Please return the lines exactly as they appear, starting with the line that contains "Task: locate the white" and ending with the line that contains "585), (78, 402)]", both included.

>> BEGIN Rows

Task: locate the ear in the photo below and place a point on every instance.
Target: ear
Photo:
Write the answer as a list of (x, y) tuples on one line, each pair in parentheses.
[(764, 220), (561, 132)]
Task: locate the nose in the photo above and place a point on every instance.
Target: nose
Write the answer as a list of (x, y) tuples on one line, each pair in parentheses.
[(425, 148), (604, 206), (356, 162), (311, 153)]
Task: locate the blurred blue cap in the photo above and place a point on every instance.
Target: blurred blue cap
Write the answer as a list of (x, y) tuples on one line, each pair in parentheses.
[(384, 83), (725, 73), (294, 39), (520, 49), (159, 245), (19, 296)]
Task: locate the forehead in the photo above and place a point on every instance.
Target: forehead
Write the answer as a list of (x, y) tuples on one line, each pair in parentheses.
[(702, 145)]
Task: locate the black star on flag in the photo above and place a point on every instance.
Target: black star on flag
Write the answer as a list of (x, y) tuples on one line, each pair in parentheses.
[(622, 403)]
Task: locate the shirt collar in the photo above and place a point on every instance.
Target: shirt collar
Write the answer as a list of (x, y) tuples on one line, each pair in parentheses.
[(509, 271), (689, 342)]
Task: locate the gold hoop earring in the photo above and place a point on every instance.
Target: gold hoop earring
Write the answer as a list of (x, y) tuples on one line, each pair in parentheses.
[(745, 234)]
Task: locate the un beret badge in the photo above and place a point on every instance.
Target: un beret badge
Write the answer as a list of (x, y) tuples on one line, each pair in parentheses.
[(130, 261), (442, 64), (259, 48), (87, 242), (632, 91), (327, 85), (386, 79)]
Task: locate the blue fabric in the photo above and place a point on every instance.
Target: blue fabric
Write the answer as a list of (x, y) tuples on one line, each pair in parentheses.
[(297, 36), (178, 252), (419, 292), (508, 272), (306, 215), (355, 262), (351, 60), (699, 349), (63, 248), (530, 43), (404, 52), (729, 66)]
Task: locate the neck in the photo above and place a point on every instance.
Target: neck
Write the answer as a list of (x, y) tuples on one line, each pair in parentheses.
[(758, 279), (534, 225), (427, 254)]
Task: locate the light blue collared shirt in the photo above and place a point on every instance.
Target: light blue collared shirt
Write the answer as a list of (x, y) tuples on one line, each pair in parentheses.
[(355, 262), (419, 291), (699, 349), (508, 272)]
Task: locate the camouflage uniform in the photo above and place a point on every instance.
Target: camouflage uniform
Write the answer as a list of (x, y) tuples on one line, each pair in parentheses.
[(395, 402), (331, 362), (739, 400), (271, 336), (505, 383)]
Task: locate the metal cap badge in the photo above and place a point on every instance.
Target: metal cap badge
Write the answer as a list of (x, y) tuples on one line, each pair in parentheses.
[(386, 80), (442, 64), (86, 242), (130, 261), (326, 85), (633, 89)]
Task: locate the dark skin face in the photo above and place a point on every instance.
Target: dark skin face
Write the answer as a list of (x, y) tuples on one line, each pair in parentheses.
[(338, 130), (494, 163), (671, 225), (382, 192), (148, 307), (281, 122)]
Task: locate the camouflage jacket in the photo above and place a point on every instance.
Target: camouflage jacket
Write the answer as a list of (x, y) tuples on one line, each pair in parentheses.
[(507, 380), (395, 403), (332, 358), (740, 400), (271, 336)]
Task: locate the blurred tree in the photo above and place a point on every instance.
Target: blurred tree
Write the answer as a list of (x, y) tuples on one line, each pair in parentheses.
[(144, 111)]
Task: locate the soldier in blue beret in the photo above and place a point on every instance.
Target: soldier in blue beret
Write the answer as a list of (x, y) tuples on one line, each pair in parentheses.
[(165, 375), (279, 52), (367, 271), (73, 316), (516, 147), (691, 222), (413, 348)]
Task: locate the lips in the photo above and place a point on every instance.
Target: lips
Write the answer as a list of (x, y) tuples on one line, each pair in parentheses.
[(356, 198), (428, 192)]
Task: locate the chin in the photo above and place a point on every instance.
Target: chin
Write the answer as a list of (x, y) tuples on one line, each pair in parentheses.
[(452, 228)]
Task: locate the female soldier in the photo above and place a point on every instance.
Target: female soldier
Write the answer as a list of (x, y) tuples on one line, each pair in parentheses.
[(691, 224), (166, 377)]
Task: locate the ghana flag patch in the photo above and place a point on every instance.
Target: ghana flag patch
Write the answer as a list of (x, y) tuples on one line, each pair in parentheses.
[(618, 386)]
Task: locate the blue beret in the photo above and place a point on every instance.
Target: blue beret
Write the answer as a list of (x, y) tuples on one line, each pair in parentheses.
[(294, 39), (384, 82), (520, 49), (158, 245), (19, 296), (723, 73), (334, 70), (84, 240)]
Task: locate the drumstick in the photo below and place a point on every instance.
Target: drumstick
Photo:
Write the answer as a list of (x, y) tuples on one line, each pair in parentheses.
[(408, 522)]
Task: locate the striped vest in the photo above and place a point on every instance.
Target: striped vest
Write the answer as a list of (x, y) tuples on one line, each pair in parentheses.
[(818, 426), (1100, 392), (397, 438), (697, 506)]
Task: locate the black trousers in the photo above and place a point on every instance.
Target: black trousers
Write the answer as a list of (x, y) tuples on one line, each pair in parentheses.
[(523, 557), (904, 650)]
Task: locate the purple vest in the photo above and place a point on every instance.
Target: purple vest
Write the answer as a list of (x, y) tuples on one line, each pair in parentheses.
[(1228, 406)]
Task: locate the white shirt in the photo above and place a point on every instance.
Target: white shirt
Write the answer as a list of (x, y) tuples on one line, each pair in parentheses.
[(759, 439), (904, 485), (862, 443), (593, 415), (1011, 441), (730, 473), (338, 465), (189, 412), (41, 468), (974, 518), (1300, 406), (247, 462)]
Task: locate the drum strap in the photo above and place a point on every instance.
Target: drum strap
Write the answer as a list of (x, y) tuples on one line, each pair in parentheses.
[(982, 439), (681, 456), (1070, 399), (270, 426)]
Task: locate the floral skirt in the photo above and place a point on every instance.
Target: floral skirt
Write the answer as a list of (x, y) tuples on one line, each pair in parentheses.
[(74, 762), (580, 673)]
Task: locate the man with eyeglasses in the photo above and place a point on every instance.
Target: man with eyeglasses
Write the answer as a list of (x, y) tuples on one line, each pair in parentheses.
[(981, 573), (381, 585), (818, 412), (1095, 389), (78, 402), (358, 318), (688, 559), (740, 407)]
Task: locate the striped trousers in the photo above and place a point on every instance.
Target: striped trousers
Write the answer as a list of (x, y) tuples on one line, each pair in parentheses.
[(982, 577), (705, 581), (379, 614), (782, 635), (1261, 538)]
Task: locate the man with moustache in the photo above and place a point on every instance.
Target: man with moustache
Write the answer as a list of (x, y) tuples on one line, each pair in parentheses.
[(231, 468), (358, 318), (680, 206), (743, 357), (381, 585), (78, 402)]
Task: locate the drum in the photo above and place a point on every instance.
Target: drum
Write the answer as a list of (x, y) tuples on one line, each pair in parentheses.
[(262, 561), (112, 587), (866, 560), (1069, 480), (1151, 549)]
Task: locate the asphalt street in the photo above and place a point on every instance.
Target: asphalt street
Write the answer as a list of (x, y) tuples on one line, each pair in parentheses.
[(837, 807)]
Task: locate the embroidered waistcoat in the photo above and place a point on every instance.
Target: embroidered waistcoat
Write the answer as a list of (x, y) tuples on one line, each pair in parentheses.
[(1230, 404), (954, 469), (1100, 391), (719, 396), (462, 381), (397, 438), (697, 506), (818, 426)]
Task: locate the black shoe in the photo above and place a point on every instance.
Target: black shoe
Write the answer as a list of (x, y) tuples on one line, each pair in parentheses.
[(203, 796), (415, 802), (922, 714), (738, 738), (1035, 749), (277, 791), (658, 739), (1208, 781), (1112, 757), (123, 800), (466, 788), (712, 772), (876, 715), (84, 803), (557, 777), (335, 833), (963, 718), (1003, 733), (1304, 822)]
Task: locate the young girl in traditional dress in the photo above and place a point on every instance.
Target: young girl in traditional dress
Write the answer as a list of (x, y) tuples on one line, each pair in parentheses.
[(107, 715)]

>> END Rows

Task output
Task: locate the white shirt in the photo above and place a point on every instance.
Target: white shirt
Write the answer as a list of (x, y) tuples on one line, each pair in parentheses.
[(759, 439), (904, 485), (862, 443), (593, 415), (1011, 441), (730, 473), (338, 465), (189, 412), (41, 468), (974, 518), (1300, 406), (247, 462)]
Task: locate the drum strap in the photo above and place a point on every instance.
Target: drum strap
Write the answer as a list of (x, y) tuples on one line, each pair in parentheses.
[(982, 439), (681, 456), (1070, 399), (270, 426)]
Task: locate the floral skirt in the photo above and place a point on every instance.
Target: floral skirt
Write the answer as a list of (x, y) tuples on one line, each pair in parentheses.
[(74, 762), (580, 673)]
Task: locate the man with eyeglasses in the photo above and place a point on every instance.
Target: man with eyeglasses
Write the answer as a list of (x, y) tuples on one line, each pair in parentheses.
[(981, 573), (381, 585), (818, 412), (1095, 389), (78, 402), (358, 318), (688, 559), (740, 407)]
Task: locate the striped trousers in the photo above and place a point on every instance.
Target: striped trousers
Write the answer as a list of (x, y) tuples on one line, each pair in parentheses.
[(982, 577), (705, 581), (379, 614), (782, 635), (1261, 538)]
Task: locate the man with moustache in the photo above and place a point on every instance.
Target: man with moustache
Write the answer as a list of (x, y) tuples on one line, each pair in parentheses.
[(231, 468), (358, 318), (680, 206), (743, 357), (381, 585), (78, 402)]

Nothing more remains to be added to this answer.